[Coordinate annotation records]
• • • •
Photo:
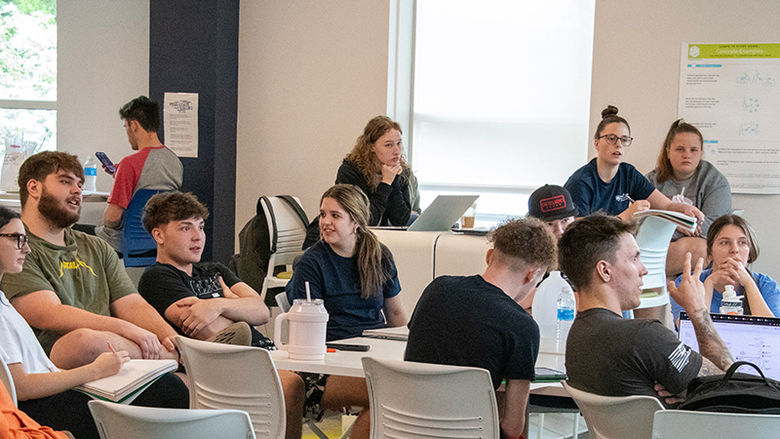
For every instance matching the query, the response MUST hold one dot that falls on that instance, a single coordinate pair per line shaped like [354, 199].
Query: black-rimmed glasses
[613, 139]
[21, 239]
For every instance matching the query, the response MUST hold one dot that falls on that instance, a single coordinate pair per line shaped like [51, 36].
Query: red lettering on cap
[552, 204]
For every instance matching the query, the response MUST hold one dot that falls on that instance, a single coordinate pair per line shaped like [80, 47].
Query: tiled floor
[556, 426]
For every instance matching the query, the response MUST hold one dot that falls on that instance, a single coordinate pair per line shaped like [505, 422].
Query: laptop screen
• • • •
Return the records word for word, from the line containing "like [505, 422]." through the end of the records.

_The answer:_
For every instance matching the query, the response MUST hold one dot that falls on that instance, a single coordinate pair per line shaped like [505, 422].
Query: laptop screen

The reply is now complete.